Problem requirements => A complete, exact retyping of the data below is required.

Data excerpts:
--------------------
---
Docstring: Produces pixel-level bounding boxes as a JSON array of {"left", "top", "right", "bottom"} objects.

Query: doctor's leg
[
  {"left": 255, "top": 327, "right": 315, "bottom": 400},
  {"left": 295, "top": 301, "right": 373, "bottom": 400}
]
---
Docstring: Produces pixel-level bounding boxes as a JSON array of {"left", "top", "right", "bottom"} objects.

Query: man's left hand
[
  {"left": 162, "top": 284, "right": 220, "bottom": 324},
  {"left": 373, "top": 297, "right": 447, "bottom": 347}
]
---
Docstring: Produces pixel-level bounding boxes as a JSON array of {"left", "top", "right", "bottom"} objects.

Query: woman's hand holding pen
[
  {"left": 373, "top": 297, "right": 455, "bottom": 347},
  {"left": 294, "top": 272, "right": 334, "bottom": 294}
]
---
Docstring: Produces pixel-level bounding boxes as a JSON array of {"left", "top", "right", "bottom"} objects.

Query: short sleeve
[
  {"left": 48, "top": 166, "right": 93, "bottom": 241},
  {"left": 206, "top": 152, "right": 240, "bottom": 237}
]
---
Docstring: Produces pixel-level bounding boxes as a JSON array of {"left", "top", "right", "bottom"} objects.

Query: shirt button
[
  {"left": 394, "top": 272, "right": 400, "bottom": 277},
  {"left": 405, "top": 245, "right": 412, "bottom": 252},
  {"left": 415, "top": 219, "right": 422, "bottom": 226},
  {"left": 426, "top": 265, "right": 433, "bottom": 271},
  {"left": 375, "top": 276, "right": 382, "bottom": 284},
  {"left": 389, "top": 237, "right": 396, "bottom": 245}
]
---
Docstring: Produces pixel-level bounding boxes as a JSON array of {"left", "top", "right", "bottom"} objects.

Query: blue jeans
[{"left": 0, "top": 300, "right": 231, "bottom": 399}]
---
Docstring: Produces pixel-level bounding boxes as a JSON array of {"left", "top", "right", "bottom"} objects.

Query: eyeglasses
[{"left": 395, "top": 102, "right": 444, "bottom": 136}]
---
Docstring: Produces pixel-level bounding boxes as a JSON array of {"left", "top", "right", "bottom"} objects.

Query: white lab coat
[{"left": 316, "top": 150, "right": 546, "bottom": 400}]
--------------------
Final answer =>
---
Docstring: Produces pixel-level bounding boxes as a JSON array of {"left", "top", "right", "bottom"} objects.

Query: doctor's leg
[
  {"left": 255, "top": 327, "right": 315, "bottom": 400},
  {"left": 295, "top": 301, "right": 373, "bottom": 400}
]
---
Docstring: Produces pixel-level bounding boxes as a JSON array of {"left", "top", "right", "bottom"} objects.

Query: man's left hand
[
  {"left": 162, "top": 284, "right": 220, "bottom": 324},
  {"left": 373, "top": 297, "right": 447, "bottom": 347}
]
---
Docstring: Produces pixel-level bounding boxes as a JSON array of {"left", "top", "right", "bottom"} objects.

Query: woman's hand holding pen
[
  {"left": 373, "top": 297, "right": 455, "bottom": 347},
  {"left": 294, "top": 272, "right": 334, "bottom": 294}
]
---
Docstring: Produces pixel-level bounding boxes as a JSON array of {"left", "top", "right", "bottom"} objects.

Query: short sleeve
[
  {"left": 48, "top": 166, "right": 93, "bottom": 241},
  {"left": 206, "top": 152, "right": 240, "bottom": 237}
]
---
Docstring: Produces pixel-level bounding boxes as a JSON array of {"left", "top", "right", "bottom"} objects.

Query: shirt button
[
  {"left": 394, "top": 272, "right": 400, "bottom": 277},
  {"left": 405, "top": 245, "right": 412, "bottom": 252},
  {"left": 415, "top": 219, "right": 422, "bottom": 226},
  {"left": 426, "top": 265, "right": 433, "bottom": 271},
  {"left": 375, "top": 276, "right": 382, "bottom": 284},
  {"left": 389, "top": 237, "right": 396, "bottom": 245}
]
---
Docstring: Produces pixel-level bounding boxes as a JSON array of {"left", "top", "right", "bottom"} objects.

Query: blue jeans
[{"left": 0, "top": 300, "right": 231, "bottom": 399}]
---
Docstring: Produces pixel-level bounding boxes as a JSON array of {"left", "top", "right", "bottom"} objects.

Query: eyeglasses
[{"left": 395, "top": 102, "right": 444, "bottom": 136}]
---
Docstring: Produces pixel-level bounding boxes as a JSON array of {"left", "top", "right", "bottom"} objects.

Query: white lab coat
[{"left": 316, "top": 150, "right": 546, "bottom": 400}]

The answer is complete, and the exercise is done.